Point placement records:
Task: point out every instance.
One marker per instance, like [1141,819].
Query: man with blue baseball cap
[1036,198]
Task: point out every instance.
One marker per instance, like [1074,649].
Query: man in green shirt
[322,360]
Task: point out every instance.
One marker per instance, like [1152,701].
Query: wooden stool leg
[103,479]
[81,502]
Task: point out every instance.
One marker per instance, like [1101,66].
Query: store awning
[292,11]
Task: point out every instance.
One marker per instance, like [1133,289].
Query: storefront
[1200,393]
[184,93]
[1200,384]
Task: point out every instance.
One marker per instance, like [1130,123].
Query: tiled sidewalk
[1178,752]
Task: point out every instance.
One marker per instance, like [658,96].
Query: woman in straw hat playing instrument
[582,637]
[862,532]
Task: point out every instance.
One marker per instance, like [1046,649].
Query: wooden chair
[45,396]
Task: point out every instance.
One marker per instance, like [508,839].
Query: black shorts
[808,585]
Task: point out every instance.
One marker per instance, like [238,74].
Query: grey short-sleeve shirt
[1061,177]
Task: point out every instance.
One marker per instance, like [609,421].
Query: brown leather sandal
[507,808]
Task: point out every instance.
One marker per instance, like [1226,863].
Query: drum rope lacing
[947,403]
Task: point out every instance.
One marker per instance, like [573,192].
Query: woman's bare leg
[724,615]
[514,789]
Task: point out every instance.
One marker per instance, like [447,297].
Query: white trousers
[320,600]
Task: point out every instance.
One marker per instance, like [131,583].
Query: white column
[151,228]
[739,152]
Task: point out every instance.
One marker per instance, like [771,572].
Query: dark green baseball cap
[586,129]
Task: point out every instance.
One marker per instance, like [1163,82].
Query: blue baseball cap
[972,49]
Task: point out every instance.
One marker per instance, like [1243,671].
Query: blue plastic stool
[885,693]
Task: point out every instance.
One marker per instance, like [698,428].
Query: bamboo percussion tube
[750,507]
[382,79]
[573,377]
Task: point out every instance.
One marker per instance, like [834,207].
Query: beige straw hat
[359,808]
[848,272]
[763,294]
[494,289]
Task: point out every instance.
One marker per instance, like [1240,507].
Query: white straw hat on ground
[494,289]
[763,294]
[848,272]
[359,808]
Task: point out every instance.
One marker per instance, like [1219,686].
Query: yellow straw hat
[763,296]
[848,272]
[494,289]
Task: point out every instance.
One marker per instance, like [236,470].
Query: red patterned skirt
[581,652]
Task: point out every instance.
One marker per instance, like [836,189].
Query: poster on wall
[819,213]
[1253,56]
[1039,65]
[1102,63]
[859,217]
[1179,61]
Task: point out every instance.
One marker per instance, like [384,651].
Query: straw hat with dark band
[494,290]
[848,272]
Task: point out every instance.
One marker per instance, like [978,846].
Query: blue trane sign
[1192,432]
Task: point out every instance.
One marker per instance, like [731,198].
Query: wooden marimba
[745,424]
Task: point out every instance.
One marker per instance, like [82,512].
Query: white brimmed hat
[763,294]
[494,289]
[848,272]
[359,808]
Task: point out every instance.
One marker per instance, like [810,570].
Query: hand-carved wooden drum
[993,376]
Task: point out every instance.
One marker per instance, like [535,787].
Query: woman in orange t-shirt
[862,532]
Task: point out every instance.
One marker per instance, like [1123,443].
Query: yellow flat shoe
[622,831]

GIVEN PROBLEM: Write an exact transcription of every entry above.

ANSWER IN FULL:
Task: point out every instance.
One marker per instance, like [1141,819].
Query: man with blue baseball cap
[1036,198]
Task: point out every instance.
One marker per instance, like [1074,649].
Query: man in green shirt
[322,360]
Task: point out every instance.
One marker per instance, like [1152,701].
Query: wooden stool leg
[103,479]
[81,502]
Task: point out every instance.
One marker per instance, like [1101,66].
Query: store awning
[292,11]
Task: point out every instance.
One marker per instance, like [1133,289].
Query: storefront
[1200,393]
[184,93]
[1200,384]
Task: point out every instance.
One marker per instance, like [1130,123].
Query: tiled sidewalk
[1178,752]
Task: point out every instance.
One marker per instance, like [658,96].
Query: woman in straw hat playing instrument
[582,637]
[862,532]
Task: point out every instance.
One marker per instance, like [1046,649].
Query: wooden chair
[45,396]
Task: point out every instance.
One marker per instance, like [508,839].
Query: black shorts
[808,585]
Task: point out every instance.
One marker per instance, like [238,74].
Query: grey short-sleeve shirt
[1061,177]
Task: point out every instance.
One marker per instance, like [609,421].
Query: brown leather sandal
[507,808]
Task: point out every instance.
One marker per instance, like [1226,863].
Query: drum rope lacing
[947,403]
Task: point out every instance.
One marker per instance, like [573,192].
Query: woman's bare leg
[724,615]
[514,789]
Task: point out every instance.
One marker per instance, like [447,297].
Query: white trousers
[320,600]
Task: point out every instance.
One marker per instance, like [131,583].
Query: white column
[151,228]
[739,152]
Task: point out every instance.
One marker per instance, like [771,572].
Query: dark green baseball cap
[586,129]
Task: point out every instance.
One marker per instance, like [1163,82].
Query: blue baseball cap
[972,49]
Task: point out every instance.
One marker per instance, like [1243,671].
Query: blue plastic stool
[885,693]
Task: point out every instance.
One marker per instance, like [698,428].
Query: bamboo percussion tube
[750,507]
[382,79]
[573,377]
Task: point out every instance.
One marker per instance, like [834,207].
Query: beige straw hat
[359,808]
[848,272]
[763,294]
[494,289]
Task: point out every instance.
One marker per instance, like [1240,507].
Query: white straw hat on ground
[494,289]
[763,294]
[848,272]
[359,808]
Task: point out every instance.
One marker per instance, like [1219,686].
Query: yellow straw hat
[763,296]
[848,272]
[494,289]
Task: point out every instance.
One marker per instance, like [236,470].
Query: red patterned skirt
[581,652]
Task: point out every instance.
One marker per instance, like [836,189].
Query: poster on wall
[819,213]
[1253,56]
[1039,65]
[1102,63]
[859,217]
[1179,61]
Task: point out every instance.
One marker per instance, like [384,651].
Query: straw hat with dark band
[494,290]
[848,272]
Task: point out every instance.
One marker per instance, like [978,846].
Query: blue trane sign
[1192,432]
Task: point out every instance.
One marker per instance, like [731,198].
Query: wooden marimba
[745,424]
Task: point out every instance.
One marker per instance, like [82,512].
Query: white brimmed hat
[763,294]
[494,289]
[848,272]
[359,808]
Task: point out every instance.
One marker per instance, like [810,570].
Query: hand-carved wooden drum
[993,376]
Task: point out every instance.
One marker per instance, like [535,787].
Query: woman in orange t-shirt
[862,532]
Task: point out every instance.
One marker per instance, like [1123,443].
Query: yellow flat shoe
[622,831]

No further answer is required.